> **WORK REQUIRED**
Return every line in the entries below that contains the string "cross", copying each one in full.

> **GIVEN DATA**
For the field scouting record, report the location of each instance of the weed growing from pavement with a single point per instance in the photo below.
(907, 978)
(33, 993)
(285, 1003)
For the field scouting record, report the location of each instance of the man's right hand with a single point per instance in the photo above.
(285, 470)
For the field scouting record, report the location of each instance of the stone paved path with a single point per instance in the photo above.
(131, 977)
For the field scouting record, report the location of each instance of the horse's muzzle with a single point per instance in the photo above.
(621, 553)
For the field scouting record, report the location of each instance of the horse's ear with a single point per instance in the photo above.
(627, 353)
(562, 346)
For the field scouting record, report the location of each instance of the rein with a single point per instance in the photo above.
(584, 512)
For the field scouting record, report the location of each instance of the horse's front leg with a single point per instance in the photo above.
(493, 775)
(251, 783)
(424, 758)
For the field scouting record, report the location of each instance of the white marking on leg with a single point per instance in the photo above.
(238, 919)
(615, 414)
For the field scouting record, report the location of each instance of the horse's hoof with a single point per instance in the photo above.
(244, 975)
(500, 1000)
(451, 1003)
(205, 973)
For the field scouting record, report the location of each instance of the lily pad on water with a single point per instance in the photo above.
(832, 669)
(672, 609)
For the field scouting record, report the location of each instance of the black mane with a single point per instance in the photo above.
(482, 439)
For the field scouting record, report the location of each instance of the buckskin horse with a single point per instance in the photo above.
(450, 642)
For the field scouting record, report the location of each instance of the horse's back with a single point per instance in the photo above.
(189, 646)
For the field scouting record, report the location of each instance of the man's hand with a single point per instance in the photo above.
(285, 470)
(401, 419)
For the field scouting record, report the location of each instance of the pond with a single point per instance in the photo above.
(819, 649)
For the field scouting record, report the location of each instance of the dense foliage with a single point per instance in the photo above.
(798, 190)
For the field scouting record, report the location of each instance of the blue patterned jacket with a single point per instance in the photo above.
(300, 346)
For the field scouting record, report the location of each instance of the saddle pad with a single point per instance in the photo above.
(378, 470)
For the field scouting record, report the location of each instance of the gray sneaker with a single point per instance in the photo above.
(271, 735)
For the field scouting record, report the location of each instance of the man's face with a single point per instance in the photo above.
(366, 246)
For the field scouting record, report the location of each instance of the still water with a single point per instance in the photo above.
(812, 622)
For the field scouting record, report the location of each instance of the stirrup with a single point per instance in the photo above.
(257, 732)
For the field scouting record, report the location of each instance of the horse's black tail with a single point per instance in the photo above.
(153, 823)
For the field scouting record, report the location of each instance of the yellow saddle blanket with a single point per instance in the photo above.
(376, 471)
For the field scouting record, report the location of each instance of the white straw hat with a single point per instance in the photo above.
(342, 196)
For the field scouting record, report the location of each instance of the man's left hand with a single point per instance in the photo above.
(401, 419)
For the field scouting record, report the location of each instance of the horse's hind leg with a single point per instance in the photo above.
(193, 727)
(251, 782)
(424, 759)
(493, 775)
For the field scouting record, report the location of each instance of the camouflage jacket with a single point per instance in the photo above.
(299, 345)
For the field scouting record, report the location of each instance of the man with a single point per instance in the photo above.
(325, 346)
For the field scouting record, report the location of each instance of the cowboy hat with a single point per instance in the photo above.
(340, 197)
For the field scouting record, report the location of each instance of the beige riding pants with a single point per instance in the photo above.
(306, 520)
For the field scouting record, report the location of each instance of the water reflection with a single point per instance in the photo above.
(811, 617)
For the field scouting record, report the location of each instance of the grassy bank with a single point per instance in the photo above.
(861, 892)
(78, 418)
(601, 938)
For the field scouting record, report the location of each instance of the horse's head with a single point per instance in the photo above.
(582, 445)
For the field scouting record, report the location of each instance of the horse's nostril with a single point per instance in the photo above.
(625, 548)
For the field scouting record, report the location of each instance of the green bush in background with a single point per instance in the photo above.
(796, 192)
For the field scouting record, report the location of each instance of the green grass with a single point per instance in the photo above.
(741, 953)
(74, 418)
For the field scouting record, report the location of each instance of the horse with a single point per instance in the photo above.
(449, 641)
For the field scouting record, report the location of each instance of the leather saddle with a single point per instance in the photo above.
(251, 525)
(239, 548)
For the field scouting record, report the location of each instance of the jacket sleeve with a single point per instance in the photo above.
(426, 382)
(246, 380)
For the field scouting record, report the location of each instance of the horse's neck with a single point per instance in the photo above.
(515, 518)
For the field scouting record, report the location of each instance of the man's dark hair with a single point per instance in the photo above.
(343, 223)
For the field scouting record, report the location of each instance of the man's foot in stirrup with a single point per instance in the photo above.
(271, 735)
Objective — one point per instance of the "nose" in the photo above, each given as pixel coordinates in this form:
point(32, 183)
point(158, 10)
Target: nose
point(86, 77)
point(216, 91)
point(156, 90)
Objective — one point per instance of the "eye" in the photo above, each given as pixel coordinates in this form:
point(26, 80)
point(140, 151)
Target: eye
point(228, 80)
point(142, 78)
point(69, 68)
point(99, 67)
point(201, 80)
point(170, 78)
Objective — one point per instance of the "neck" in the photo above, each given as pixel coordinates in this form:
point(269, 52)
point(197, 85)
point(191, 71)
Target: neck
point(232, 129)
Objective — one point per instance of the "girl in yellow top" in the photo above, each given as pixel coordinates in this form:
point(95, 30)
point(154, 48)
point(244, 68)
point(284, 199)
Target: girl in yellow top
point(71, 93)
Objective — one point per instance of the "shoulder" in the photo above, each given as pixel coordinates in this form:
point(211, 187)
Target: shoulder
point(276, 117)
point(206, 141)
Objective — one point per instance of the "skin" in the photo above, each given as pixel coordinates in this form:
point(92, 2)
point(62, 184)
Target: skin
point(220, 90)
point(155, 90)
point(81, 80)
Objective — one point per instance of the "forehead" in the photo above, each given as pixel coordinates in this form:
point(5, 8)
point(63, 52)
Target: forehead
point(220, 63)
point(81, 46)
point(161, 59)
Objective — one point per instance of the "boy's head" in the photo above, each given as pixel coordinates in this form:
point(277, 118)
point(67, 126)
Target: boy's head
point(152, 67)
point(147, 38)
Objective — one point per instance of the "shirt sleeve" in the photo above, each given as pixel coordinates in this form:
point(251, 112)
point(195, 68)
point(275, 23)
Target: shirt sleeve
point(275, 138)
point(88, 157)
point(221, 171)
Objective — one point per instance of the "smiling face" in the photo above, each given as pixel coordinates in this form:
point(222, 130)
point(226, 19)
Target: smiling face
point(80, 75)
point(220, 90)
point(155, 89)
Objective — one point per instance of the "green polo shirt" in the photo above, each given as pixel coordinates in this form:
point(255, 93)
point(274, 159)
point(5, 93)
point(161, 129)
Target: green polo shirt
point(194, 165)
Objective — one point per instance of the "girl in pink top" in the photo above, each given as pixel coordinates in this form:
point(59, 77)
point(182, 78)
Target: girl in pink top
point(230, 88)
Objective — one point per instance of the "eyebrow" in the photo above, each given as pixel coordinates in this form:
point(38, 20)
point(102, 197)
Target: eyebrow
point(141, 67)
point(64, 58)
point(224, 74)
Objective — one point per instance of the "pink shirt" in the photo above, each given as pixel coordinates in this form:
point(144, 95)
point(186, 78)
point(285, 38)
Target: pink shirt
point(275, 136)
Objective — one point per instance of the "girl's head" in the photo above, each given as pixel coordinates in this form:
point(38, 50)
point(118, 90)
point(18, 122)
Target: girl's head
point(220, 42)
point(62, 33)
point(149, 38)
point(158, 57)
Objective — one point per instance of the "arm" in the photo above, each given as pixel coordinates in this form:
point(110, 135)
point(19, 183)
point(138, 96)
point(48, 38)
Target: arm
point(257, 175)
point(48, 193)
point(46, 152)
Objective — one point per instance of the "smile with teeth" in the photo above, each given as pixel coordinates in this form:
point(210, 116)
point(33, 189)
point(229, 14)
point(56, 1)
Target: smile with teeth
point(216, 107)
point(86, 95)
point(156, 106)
* * *
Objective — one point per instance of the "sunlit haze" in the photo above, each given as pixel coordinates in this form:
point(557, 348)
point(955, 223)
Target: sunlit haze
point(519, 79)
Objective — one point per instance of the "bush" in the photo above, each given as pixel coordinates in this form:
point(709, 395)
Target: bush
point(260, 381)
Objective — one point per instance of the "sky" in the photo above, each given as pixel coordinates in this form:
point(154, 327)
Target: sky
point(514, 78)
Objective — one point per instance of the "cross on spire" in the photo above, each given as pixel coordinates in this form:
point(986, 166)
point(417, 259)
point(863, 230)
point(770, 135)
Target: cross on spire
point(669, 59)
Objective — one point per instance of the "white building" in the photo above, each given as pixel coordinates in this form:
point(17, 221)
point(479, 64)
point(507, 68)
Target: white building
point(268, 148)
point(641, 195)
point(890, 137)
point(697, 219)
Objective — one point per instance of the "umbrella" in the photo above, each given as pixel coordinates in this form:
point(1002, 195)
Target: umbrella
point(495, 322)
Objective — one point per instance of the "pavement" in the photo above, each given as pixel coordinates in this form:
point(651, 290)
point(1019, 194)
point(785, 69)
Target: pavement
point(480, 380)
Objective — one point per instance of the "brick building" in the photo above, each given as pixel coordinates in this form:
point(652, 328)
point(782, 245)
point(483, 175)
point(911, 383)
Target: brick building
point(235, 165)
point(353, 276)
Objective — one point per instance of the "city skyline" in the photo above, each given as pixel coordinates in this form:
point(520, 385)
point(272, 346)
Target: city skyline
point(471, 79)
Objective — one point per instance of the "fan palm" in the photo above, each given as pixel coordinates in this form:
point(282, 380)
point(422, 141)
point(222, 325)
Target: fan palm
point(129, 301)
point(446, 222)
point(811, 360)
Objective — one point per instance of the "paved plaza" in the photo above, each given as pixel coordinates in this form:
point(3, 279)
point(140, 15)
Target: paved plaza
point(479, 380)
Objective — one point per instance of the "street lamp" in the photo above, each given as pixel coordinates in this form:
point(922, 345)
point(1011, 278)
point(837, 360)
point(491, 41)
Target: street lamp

> **EXERCISE RESPONSE**
Objective — one point per instance of the "cross on spire" in the photo above, each given as pixel coordinates in this form:
Target: cross on spire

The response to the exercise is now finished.